■ **Stored data**
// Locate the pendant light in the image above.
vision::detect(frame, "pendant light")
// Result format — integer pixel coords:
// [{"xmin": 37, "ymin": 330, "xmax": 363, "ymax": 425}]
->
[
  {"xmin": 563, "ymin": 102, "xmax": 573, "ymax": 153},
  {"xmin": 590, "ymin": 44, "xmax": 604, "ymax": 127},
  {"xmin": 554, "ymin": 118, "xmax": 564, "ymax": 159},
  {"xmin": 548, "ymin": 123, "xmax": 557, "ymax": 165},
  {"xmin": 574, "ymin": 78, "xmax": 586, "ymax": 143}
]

---

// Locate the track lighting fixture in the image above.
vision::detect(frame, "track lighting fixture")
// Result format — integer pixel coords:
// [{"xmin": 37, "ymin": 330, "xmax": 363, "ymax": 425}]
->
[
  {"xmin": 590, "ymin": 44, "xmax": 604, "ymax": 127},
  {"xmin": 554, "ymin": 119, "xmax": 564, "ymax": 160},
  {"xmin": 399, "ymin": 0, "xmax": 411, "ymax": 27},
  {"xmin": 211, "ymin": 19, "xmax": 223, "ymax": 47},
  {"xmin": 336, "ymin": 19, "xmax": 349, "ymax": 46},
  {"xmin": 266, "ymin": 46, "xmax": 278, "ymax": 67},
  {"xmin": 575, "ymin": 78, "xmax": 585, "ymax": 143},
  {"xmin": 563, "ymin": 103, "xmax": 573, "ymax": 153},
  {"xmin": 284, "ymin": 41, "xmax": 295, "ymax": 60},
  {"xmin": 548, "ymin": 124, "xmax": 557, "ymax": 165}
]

■ **ASSIGNMENT**
Scan the entries for lines holding the string "track", then copy every one of them.

■ **EXPECTED ANSWER**
// Locate the track lighting fixture in the image above.
vision::detect(frame, "track lighting fixture")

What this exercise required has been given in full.